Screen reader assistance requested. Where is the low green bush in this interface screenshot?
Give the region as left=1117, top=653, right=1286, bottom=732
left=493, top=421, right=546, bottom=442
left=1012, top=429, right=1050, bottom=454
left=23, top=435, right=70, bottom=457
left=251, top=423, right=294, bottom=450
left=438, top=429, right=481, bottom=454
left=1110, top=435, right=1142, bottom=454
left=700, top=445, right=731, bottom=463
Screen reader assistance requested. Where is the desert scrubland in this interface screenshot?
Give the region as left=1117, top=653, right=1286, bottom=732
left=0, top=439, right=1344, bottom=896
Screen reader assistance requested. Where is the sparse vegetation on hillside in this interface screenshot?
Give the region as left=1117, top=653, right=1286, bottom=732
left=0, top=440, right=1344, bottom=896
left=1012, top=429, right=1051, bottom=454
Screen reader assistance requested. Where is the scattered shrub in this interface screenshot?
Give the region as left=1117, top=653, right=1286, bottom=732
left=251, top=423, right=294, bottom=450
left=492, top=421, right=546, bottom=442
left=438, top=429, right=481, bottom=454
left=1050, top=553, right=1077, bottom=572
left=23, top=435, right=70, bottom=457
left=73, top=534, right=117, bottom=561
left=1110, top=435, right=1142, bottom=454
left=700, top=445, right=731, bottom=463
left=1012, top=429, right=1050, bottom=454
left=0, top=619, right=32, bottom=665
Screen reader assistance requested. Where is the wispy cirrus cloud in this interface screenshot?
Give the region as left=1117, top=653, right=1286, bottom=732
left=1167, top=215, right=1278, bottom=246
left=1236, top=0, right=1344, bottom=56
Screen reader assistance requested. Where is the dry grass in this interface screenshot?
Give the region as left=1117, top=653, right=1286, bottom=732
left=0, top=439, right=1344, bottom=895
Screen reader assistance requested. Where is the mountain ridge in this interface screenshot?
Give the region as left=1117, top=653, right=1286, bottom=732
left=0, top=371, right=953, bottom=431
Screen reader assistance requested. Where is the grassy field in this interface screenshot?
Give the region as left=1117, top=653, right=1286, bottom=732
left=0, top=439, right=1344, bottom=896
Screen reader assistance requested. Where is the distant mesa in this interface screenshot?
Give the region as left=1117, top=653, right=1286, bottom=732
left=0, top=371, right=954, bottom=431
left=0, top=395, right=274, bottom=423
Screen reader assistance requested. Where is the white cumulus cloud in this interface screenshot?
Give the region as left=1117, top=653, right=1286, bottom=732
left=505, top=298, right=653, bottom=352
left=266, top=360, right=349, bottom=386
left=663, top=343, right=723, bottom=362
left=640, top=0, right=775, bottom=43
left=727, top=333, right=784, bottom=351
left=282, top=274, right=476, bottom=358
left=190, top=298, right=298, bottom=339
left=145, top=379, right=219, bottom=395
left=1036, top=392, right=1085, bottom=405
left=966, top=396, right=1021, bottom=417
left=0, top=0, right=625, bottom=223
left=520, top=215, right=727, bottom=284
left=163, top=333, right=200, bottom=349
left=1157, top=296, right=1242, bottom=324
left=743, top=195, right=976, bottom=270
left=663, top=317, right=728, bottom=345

> What is needed:
Please copy out every row above word for word, keeping each line and all its numbers unchanged.

> Answer to this task:
Screen reader assistance requested. Where is the low green bush in this interface screenshot?
Give the region as left=1117, top=653, right=1286, bottom=732
left=493, top=421, right=546, bottom=442
left=1012, top=429, right=1050, bottom=454
left=23, top=435, right=70, bottom=457
left=251, top=423, right=294, bottom=450
left=438, top=429, right=481, bottom=454
left=1110, top=435, right=1142, bottom=454
left=700, top=445, right=731, bottom=463
Screen reader assistance requested. Where is the desert scrubland in this interface screenshot?
Give the region as left=1117, top=653, right=1286, bottom=732
left=0, top=439, right=1344, bottom=896
Screen reader assistance requested. Where is the sparse vegetation on hillside in this interface screenshot?
Give the region as left=1117, top=653, right=1286, bottom=732
left=0, top=440, right=1344, bottom=896
left=1012, top=429, right=1051, bottom=454
Screen reader assistance requested. Where is the scattered shrub in this interface screenshot?
Give the region as left=1117, top=653, right=1286, bottom=732
left=251, top=423, right=294, bottom=450
left=492, top=421, right=546, bottom=442
left=438, top=429, right=481, bottom=454
left=1050, top=553, right=1077, bottom=572
left=23, top=435, right=70, bottom=457
left=73, top=534, right=117, bottom=561
left=1110, top=435, right=1142, bottom=454
left=700, top=445, right=731, bottom=463
left=1012, top=429, right=1050, bottom=454
left=0, top=619, right=32, bottom=665
Screen reader assistance requested. Where is the wispy cirrus cloud in this interface screenshot?
Give the region as left=1117, top=653, right=1286, bottom=732
left=1167, top=215, right=1278, bottom=246
left=1236, top=0, right=1344, bottom=56
Screen reader assistance requested. Where is the dry grass in this interface screenshot?
Give the region as left=1117, top=653, right=1286, bottom=732
left=0, top=439, right=1344, bottom=895
Screen reader assistance requested. Where is the mountain ridge in this interface screenshot?
Give the region as left=1117, top=653, right=1286, bottom=732
left=0, top=371, right=953, bottom=431
Screen reader assistance requested. Where is the grassy field in this interface screenshot?
Give the region as left=1117, top=653, right=1286, bottom=732
left=0, top=439, right=1344, bottom=896
Screen reader assistance requested. Where is the distant mesa in this interface screenshot?
Give the region as left=1117, top=653, right=1286, bottom=732
left=0, top=371, right=954, bottom=431
left=0, top=395, right=274, bottom=423
Screen reader assistance requested. Where is the white cumulus cloud in this interface screenshot?
Give the region as left=1117, top=653, right=1286, bottom=732
left=505, top=298, right=653, bottom=352
left=266, top=360, right=349, bottom=386
left=663, top=343, right=723, bottom=362
left=640, top=0, right=775, bottom=43
left=727, top=333, right=784, bottom=351
left=282, top=274, right=476, bottom=358
left=190, top=298, right=298, bottom=339
left=145, top=379, right=219, bottom=395
left=1036, top=392, right=1085, bottom=405
left=966, top=396, right=1021, bottom=417
left=0, top=0, right=625, bottom=223
left=520, top=215, right=727, bottom=284
left=163, top=333, right=200, bottom=349
left=1157, top=296, right=1242, bottom=324
left=743, top=195, right=976, bottom=270
left=663, top=317, right=728, bottom=345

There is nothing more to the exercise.